EXERCISE BRIEF: Convert the records below, from the line containing "Can you locate the wood" through the end of the records, into a JSON list of strings with one string per line, leaving out any blank lines.

Rows from an object pointing dataset:
•••••
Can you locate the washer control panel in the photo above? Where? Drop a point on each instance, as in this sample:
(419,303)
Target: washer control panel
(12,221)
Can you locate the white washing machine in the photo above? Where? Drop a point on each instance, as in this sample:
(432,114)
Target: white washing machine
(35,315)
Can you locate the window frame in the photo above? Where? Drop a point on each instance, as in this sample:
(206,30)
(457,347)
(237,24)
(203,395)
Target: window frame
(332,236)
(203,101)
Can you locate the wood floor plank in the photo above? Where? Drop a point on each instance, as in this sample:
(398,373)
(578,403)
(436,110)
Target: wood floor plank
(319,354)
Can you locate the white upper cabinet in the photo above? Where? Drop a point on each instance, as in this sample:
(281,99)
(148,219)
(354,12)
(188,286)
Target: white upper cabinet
•••••
ANSWER:
[
  "Can you locate the wood floor plank in the photo above? Where? Drop a point on each instance, as in this sample:",
  "(398,373)",
  "(578,403)",
  "(436,110)",
  "Target: wood floor plank",
  "(319,354)",
  "Can you locate the white upper cabinet in the photo above? Where? Drop a point on each instance, as in this sample:",
  "(281,99)",
  "(148,219)",
  "(354,12)",
  "(188,286)",
  "Target: white upper cabinet"
]